• Material for this task:
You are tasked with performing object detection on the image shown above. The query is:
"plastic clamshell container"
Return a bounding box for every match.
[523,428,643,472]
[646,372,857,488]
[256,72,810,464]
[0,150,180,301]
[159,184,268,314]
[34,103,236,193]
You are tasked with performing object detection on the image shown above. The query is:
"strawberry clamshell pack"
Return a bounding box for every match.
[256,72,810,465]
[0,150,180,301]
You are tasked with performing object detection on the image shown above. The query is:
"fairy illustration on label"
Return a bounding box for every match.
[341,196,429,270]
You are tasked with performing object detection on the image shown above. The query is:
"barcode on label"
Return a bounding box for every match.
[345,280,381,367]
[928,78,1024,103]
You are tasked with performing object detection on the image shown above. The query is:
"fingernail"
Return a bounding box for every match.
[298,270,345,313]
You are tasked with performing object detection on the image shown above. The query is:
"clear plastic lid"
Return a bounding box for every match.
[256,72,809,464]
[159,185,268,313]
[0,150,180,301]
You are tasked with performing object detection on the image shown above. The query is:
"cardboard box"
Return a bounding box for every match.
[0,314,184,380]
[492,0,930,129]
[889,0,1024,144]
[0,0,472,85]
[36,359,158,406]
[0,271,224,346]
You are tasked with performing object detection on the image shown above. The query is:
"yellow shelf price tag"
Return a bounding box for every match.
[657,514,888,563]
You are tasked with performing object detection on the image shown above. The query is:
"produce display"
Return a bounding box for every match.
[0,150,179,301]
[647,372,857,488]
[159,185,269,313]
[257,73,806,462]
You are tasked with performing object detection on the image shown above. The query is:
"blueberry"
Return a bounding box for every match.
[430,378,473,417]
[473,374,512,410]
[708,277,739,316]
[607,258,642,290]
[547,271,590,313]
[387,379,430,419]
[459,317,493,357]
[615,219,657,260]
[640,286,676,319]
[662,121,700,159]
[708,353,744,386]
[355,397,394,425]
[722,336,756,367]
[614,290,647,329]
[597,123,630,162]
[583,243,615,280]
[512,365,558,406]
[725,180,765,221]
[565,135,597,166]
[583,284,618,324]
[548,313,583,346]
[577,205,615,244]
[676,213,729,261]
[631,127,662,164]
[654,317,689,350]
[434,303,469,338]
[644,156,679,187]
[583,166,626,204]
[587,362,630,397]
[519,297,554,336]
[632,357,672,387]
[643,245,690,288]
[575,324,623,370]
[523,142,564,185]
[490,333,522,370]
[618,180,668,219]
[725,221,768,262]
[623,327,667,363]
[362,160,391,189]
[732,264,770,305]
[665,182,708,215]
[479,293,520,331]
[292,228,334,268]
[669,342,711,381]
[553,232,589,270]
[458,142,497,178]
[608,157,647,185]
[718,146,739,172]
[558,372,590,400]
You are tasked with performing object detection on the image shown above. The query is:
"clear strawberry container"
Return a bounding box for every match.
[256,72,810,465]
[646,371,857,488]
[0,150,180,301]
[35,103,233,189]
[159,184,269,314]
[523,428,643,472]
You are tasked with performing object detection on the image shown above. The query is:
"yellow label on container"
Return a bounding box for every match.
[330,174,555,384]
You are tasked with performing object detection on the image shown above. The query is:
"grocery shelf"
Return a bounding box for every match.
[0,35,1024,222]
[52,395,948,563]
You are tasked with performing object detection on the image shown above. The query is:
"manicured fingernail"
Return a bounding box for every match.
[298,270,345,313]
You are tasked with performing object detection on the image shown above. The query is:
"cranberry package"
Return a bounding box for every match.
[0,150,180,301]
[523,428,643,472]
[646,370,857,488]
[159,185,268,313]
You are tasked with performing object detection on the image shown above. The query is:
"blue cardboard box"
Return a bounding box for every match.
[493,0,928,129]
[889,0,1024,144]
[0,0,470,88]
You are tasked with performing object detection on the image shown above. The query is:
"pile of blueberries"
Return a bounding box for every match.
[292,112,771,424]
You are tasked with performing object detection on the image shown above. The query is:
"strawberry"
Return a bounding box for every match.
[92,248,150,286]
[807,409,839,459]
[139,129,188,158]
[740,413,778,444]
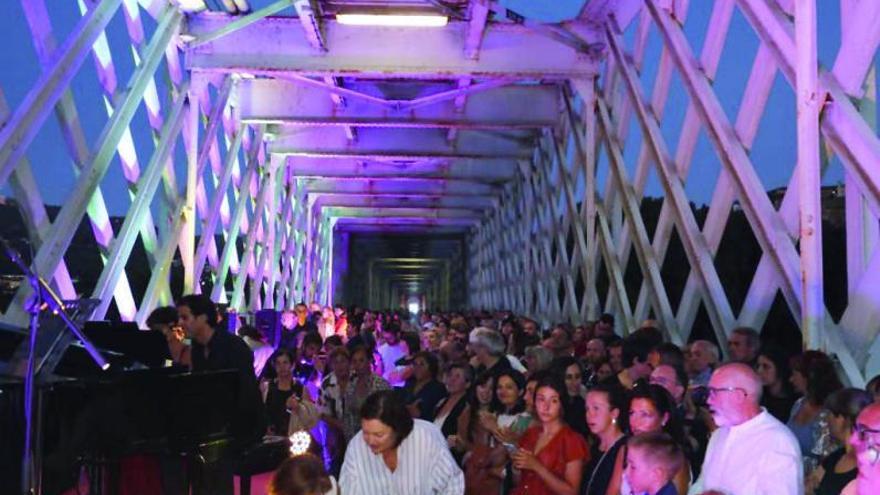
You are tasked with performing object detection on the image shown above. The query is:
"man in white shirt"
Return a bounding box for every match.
[339,390,464,495]
[688,363,804,495]
[377,324,407,387]
[840,403,880,495]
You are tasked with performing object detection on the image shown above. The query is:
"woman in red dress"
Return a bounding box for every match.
[511,376,590,495]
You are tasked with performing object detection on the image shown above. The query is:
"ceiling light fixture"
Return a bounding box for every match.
[336,14,449,27]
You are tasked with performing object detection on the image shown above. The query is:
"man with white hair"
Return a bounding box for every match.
[687,340,718,387]
[840,403,880,495]
[468,327,523,375]
[688,363,804,495]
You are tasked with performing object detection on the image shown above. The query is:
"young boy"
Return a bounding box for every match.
[626,432,684,495]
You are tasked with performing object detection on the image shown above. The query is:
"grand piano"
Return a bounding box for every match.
[0,315,262,495]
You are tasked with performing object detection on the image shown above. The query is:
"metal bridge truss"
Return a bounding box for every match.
[0,0,880,385]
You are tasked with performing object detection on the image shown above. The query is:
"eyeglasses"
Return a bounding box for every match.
[706,387,749,397]
[853,423,880,442]
[648,376,676,387]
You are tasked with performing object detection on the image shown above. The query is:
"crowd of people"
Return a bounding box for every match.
[152,299,880,495]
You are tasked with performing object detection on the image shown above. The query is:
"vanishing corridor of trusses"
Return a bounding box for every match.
[0,0,880,385]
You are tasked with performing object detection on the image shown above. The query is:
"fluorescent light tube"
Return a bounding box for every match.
[336,14,449,27]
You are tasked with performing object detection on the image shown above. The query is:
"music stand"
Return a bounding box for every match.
[0,239,110,495]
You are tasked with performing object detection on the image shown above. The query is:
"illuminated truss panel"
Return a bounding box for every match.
[0,0,880,385]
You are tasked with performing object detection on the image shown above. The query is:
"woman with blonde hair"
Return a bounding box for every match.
[267,454,339,495]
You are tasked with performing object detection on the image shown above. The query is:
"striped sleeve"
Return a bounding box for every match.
[426,424,464,495]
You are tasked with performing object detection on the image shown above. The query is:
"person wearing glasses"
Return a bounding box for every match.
[278,303,318,351]
[688,363,804,495]
[807,388,873,495]
[840,402,880,495]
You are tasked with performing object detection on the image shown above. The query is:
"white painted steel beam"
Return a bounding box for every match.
[607,15,735,346]
[0,9,182,322]
[0,0,122,188]
[737,0,880,214]
[268,128,535,160]
[598,92,684,345]
[336,225,471,235]
[186,13,596,80]
[321,206,482,220]
[647,2,801,320]
[794,0,820,349]
[831,0,880,98]
[287,157,517,183]
[233,79,559,130]
[310,193,498,209]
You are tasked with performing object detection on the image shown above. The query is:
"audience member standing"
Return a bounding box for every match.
[685,340,718,387]
[807,388,873,495]
[787,351,843,476]
[724,327,761,368]
[432,363,474,439]
[755,347,797,421]
[278,303,318,351]
[626,432,684,495]
[841,403,880,495]
[378,323,408,387]
[511,375,589,495]
[468,327,511,375]
[404,352,446,420]
[177,294,266,495]
[581,383,626,495]
[342,347,391,439]
[688,363,804,495]
[339,390,464,495]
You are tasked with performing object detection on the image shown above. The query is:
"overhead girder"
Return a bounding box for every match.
[309,193,497,210]
[233,79,559,130]
[300,177,501,196]
[336,225,472,236]
[267,127,537,160]
[287,157,517,183]
[186,12,597,80]
[322,206,482,220]
[375,258,447,265]
[336,216,477,227]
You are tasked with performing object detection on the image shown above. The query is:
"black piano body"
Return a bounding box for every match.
[0,320,262,495]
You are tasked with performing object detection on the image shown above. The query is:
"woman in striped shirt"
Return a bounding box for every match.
[339,390,464,495]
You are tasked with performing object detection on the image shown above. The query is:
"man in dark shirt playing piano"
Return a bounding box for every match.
[177,294,266,495]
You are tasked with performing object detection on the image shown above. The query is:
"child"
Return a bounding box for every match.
[625,431,684,495]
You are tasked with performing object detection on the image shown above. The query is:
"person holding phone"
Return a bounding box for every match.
[260,348,303,436]
[510,376,590,495]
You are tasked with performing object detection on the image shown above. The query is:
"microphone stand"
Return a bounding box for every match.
[0,239,110,495]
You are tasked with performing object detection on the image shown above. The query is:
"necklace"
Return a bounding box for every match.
[584,435,626,495]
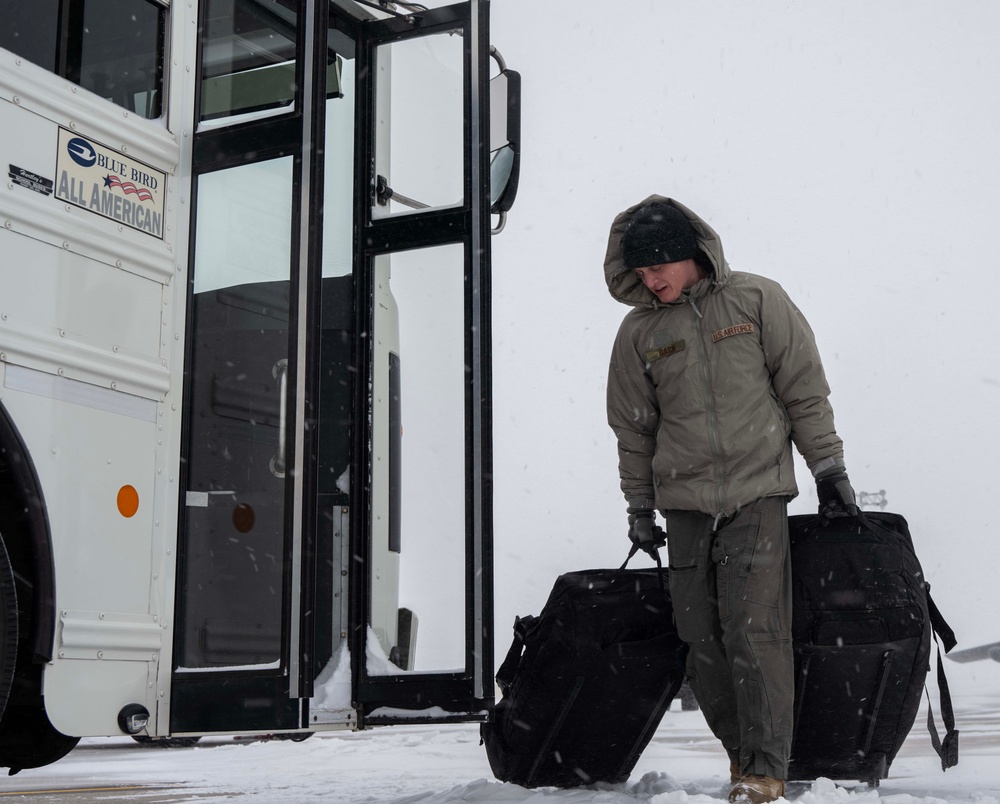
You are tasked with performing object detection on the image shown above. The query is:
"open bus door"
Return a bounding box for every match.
[170,0,516,734]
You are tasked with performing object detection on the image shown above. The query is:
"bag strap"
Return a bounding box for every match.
[924,629,958,771]
[496,614,538,693]
[618,542,664,592]
[824,510,958,770]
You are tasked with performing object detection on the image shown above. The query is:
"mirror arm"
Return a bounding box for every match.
[375,176,431,209]
[490,45,507,72]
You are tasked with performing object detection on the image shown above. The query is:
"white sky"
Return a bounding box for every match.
[472,0,1000,660]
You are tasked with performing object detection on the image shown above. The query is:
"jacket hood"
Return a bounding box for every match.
[604,195,729,307]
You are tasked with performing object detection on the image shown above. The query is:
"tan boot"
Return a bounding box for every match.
[729,773,785,804]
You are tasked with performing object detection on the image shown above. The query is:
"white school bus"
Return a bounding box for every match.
[0,0,519,772]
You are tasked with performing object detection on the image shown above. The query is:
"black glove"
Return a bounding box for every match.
[628,508,667,558]
[816,469,858,517]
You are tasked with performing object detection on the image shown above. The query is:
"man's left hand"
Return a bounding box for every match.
[816,471,858,517]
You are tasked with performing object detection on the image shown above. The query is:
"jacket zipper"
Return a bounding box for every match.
[687,298,727,516]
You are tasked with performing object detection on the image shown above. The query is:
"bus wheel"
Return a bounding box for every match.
[0,534,17,720]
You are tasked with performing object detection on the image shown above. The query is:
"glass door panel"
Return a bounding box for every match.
[175,157,294,673]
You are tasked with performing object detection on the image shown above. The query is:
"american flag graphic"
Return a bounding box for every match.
[104,173,153,201]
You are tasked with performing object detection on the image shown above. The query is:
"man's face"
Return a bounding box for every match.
[635,260,701,304]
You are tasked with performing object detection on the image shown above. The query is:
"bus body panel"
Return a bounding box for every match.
[0,4,194,736]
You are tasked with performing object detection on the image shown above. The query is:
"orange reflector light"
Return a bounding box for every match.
[118,486,139,517]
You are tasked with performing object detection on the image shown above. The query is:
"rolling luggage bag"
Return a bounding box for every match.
[482,562,687,787]
[788,512,958,785]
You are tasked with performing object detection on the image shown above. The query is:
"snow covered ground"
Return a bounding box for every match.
[0,662,1000,804]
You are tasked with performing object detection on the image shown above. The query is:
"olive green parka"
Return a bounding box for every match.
[604,195,844,516]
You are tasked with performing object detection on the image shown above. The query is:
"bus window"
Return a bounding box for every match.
[372,32,465,218]
[201,0,300,123]
[0,0,166,119]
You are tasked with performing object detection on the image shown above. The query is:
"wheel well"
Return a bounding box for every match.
[0,402,55,662]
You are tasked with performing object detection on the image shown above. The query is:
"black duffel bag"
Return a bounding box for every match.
[482,552,687,787]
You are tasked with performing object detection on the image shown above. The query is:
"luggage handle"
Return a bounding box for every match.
[618,544,665,592]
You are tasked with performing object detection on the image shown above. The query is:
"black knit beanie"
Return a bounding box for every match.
[622,201,698,270]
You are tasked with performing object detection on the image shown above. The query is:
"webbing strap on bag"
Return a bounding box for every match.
[924,600,958,771]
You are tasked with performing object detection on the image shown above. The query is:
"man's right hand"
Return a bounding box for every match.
[628,508,667,558]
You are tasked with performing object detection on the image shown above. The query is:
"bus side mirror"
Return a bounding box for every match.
[490,48,521,223]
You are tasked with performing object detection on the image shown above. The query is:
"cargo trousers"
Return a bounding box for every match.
[662,497,795,779]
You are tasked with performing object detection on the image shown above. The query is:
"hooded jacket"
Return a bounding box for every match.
[604,195,844,516]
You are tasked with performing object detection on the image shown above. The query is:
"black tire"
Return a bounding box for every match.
[0,534,18,720]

• Problem requirements: Pick out every line in the listing above that contains the word "hair", and copy each one.

• Exercise response:
"man with white hair"
"woman with blonde hair"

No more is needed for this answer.